Convert every line of the rows below into a two-column Markdown table, headed Number and Line text. Put each line's sequence number in the first column and skip blank lines.

════════════════════

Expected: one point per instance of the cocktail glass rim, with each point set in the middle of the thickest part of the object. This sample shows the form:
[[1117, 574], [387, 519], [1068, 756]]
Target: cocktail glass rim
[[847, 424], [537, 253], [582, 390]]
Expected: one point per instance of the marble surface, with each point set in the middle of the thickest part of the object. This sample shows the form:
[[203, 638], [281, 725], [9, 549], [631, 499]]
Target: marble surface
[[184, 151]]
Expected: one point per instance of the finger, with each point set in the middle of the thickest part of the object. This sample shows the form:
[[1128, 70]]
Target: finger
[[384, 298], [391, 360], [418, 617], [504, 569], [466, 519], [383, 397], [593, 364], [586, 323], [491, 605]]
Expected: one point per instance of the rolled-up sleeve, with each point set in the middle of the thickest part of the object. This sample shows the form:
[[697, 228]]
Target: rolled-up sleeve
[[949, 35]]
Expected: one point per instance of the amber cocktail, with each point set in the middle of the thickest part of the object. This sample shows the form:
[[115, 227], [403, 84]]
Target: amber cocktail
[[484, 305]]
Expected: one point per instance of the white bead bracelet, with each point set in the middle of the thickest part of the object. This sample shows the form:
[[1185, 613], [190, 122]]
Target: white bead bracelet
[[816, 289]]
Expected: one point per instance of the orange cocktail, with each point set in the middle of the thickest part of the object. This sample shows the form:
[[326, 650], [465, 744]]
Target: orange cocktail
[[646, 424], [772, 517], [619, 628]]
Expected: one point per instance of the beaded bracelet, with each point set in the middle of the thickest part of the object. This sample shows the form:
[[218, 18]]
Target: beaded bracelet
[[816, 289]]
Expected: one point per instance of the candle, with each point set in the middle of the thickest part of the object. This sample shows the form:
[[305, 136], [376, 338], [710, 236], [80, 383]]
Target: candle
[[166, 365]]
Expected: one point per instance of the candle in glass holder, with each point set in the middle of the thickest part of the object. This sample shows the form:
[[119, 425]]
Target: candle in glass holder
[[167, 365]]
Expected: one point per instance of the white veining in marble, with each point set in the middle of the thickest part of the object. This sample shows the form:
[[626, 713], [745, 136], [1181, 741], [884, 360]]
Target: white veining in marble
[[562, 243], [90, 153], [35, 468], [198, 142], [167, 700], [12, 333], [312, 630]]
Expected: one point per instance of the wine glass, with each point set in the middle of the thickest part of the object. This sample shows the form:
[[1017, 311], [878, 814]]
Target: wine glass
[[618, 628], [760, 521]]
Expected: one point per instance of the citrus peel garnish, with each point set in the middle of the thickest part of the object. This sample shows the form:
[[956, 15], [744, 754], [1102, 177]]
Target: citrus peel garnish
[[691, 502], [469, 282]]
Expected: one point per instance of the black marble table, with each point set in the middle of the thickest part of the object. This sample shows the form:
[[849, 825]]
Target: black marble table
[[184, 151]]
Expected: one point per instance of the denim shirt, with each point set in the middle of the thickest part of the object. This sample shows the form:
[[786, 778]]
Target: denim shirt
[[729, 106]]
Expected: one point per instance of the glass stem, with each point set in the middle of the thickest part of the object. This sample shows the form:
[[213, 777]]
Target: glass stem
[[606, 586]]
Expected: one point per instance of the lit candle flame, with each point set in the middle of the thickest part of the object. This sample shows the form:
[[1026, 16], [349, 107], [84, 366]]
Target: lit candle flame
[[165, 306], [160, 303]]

════════════════════

**Solution to this task:**
| Number | Line text |
|---|---|
| 1 | Expected: one point per instance of the cocktail glass rim, with each point set in the middle of the thickest part of the object. This sample shows the form: |
| 2 | [[1117, 574], [387, 519], [1068, 756]] |
| 3 | Target: cocktail glass rim |
| 4 | [[847, 424], [537, 253], [582, 390]] |
| 5 | Expected: one point per instance of the marble surface, with each point set in the middle of the thickest part of the object. This sample shows the form: |
| 6 | [[203, 638], [281, 725], [9, 549], [631, 499]] |
| 7 | Target: marble surface |
| 8 | [[184, 151]] |
| 9 | Expected: one point per instance of the finger, with each point set in the middle of the thickest part of the object. This sample shows the form: |
| 10 | [[1128, 70]] |
| 11 | Target: finger |
| 12 | [[384, 298], [391, 360], [418, 617], [504, 569], [466, 519], [383, 397], [593, 364], [586, 323], [491, 605]] |
| 13 | Expected: one point per instance of the rolled-up sleeve, with each point set in the middle of the thickest part of the object. This sample shows the form: |
| 14 | [[697, 228]] |
| 15 | Target: rolled-up sleeve |
| 16 | [[949, 35]] |
| 17 | Expected: one point per instance of the amber cocktail, with each point set in the middle of the thickest part of the object. This sample shows the form: |
| 18 | [[115, 227], [403, 84]] |
| 19 | Target: amber cocktail |
| 20 | [[484, 305]] |
| 21 | Expected: one point per instance of the white bead bracelet, with each point set in the middle of the thickest part of the object. This sample shows the form: |
| 22 | [[1185, 613], [190, 122]] |
| 23 | Target: white bead bracelet |
| 24 | [[816, 289]] |
| 25 | Expected: one point per instance of the orange cocktail, with each point set in the middle of the thickest part of the object. This sample shows the form: |
| 26 | [[326, 650], [465, 744]] |
| 27 | Target: orange cocktail |
| 28 | [[646, 424], [772, 517], [619, 628]] |
| 29 | Expected: one point per instance of the beaded bracelet, with each point set in the middle of the thickest part of the object. This sample shows the form: |
| 30 | [[218, 18]] |
| 31 | Target: beaded bracelet |
| 32 | [[816, 289]] |
| 33 | Expected: one point per instance of the candle, with each point set in the middle of the thickest part of the object. This sample shows the form: |
| 34 | [[305, 136], [376, 338], [710, 236], [80, 383]] |
| 35 | Target: candle |
| 36 | [[166, 365]] |
| 37 | Expected: one point per instance of the candle in glass holder, with each point set in the middle of the thickest part of the object. This sample shows the form: |
| 38 | [[119, 425]] |
| 39 | Target: candle in glass holder |
| 40 | [[167, 365]] |
| 41 | Expected: one point per instance of the white veining in marble, with each point set in the middle of the thickest part of the object. This sample shows the form: |
| 42 | [[626, 713], [745, 136], [1181, 741], [884, 360]] |
| 43 | Target: white veining in marble |
| 44 | [[562, 243], [90, 153], [35, 468], [198, 142], [167, 700], [12, 333], [312, 630]] |
| 45 | Expected: one point per instance of the wine glass, with each point set in the middle of the thickest part of the object. This sample shows the form: |
| 46 | [[1017, 311], [878, 814]] |
| 47 | Target: wine glass |
| 48 | [[618, 628], [760, 521]] |
| 49 | Expected: one point per instance of the citrus peel garnish, with each point set in the middle of the thickest part of the object. This sample shows the form: |
| 50 | [[956, 15], [744, 754], [1102, 177]] |
| 51 | Target: citrus peel garnish |
| 52 | [[691, 502], [469, 282]] |
| 53 | Expected: one point per instance of the black marble table, with each point set in the middle of the thickest part of the object. This sample shows the form: |
| 54 | [[849, 825]] |
| 55 | Target: black marble table |
| 56 | [[184, 151]] |
| 57 | Expected: one point per instance of the denim shirt, with each point set in the middle of the thickest part of the object. This sample shows the form: |
| 58 | [[786, 778]] |
| 59 | Target: denim shirt |
| 60 | [[729, 106]] |
| 61 | Expected: one point per instance of the glass stem, with each point set in the middle of the thickest part of the object. This sample shows the form: |
| 62 | [[213, 777]] |
| 63 | Target: glass stem |
| 64 | [[606, 586]] |
| 65 | Expected: one point per instance of the lit candle flame, with each point set in the middle of the thickest part of the object. This sample shows the form: |
| 66 | [[1026, 16], [349, 107], [84, 366]] |
| 67 | Target: lit candle flame |
| 68 | [[165, 306], [160, 303]] |